## [WHAT IS NEEDED]
Rewrite the lines from the one containing "Target: dirt path" through the one containing "(1000, 458)", changing "dense foliage" to "thick foliage" and leaving everything else as it is.

Location identification items
= = = = =

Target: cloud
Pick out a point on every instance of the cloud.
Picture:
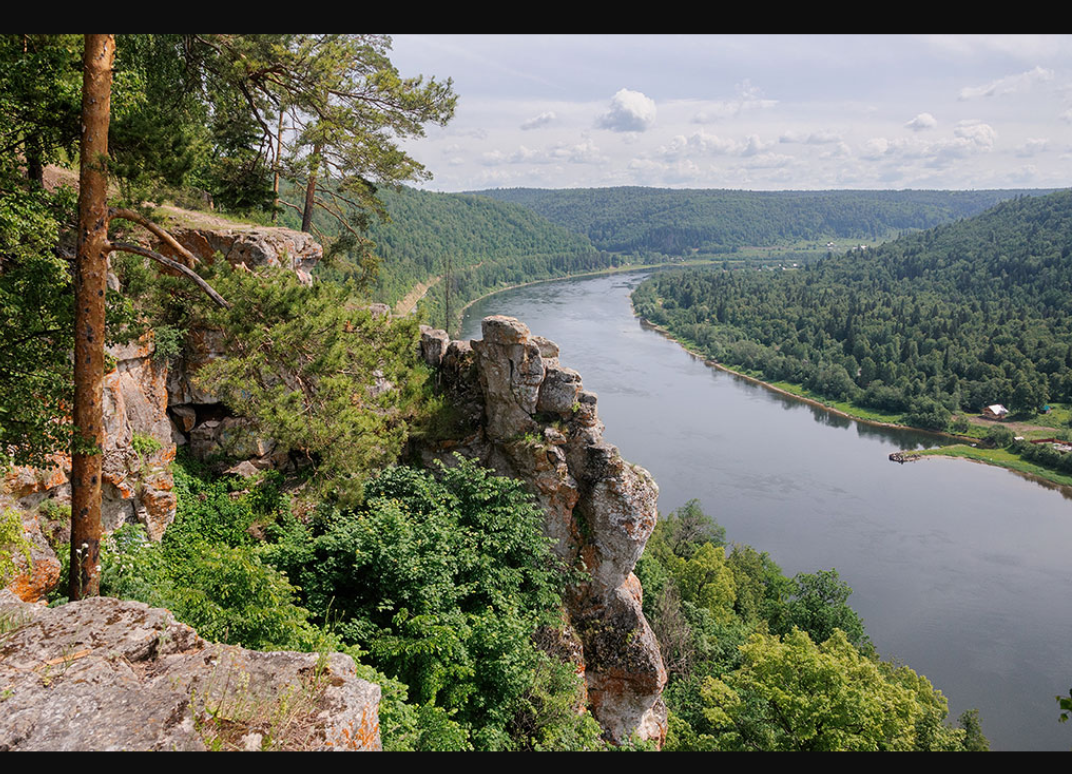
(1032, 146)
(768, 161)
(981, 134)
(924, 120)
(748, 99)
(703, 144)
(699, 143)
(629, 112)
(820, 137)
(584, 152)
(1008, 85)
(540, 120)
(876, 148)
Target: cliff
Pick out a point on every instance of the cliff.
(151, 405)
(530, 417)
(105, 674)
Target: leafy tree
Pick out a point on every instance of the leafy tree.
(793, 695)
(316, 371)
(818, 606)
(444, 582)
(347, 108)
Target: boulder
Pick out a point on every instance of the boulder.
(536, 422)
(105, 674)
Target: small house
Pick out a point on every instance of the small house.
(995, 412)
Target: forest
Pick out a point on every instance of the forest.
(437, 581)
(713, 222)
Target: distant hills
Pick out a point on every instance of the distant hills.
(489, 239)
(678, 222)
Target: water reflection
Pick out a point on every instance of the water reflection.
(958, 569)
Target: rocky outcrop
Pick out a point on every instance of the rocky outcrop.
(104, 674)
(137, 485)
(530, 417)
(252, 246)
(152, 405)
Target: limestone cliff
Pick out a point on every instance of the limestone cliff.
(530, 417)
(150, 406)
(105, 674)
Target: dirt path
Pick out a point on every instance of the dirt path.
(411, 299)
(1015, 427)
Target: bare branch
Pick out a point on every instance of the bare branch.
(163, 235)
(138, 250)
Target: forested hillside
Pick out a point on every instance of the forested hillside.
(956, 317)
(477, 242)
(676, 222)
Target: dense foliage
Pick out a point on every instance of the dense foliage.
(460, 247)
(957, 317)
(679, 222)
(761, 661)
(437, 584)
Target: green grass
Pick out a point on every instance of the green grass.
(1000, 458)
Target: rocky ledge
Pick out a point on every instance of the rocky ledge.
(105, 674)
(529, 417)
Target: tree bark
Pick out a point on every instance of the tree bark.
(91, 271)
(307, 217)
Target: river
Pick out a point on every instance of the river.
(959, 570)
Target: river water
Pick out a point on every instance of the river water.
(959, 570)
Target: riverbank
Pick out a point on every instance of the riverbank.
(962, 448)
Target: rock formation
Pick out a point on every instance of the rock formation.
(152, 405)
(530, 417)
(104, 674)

= = = = =

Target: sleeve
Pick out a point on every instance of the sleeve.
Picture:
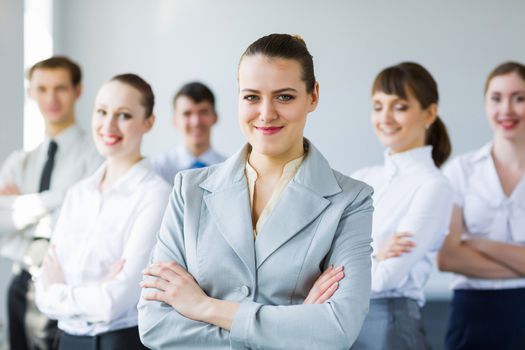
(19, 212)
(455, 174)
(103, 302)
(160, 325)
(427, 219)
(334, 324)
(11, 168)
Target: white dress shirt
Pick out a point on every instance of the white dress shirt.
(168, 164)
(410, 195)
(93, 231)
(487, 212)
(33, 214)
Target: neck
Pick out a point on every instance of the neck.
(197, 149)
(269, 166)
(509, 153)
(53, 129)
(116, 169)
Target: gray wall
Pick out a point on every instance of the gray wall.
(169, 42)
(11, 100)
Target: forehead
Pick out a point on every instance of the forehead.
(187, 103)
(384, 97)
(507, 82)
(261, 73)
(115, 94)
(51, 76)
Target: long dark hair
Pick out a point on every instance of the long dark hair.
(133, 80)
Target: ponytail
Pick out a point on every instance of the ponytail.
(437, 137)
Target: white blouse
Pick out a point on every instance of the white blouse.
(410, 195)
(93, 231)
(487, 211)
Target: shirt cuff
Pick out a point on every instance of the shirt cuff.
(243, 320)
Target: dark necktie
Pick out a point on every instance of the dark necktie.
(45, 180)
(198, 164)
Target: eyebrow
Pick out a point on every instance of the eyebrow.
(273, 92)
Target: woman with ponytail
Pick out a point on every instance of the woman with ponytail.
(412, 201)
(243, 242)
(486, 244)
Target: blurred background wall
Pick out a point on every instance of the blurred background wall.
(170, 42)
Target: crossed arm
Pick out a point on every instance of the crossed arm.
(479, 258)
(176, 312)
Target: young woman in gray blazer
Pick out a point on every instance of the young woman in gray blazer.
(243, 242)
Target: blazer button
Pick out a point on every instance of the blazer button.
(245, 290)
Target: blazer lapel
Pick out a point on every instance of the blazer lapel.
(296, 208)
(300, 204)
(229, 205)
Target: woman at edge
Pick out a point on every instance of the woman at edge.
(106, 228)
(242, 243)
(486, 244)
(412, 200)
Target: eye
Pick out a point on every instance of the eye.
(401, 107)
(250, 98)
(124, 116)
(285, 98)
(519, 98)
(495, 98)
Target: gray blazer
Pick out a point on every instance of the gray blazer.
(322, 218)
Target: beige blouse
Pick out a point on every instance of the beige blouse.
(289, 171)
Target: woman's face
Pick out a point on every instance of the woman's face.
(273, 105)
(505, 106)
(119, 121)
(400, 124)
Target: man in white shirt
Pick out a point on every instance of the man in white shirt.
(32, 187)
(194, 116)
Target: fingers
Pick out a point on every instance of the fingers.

= = = = =

## [SOLUTION FOR THIS TASK]
Target: dirt path
Pick out a point on every instance of the dirt path.
(411, 299)
(1015, 427)
Target: bare branch
Pick out a point on every instance of the bare branch.
(163, 235)
(138, 250)
Target: forested hillside
Pick out a point on every instance of the forested hillside.
(956, 317)
(477, 242)
(676, 222)
Target: thick foliage
Pick out a point on every instance of the thick foliage.
(460, 247)
(957, 317)
(679, 222)
(761, 661)
(437, 584)
Target: green grass
Pick out a point on every instance of the green grass.
(1000, 458)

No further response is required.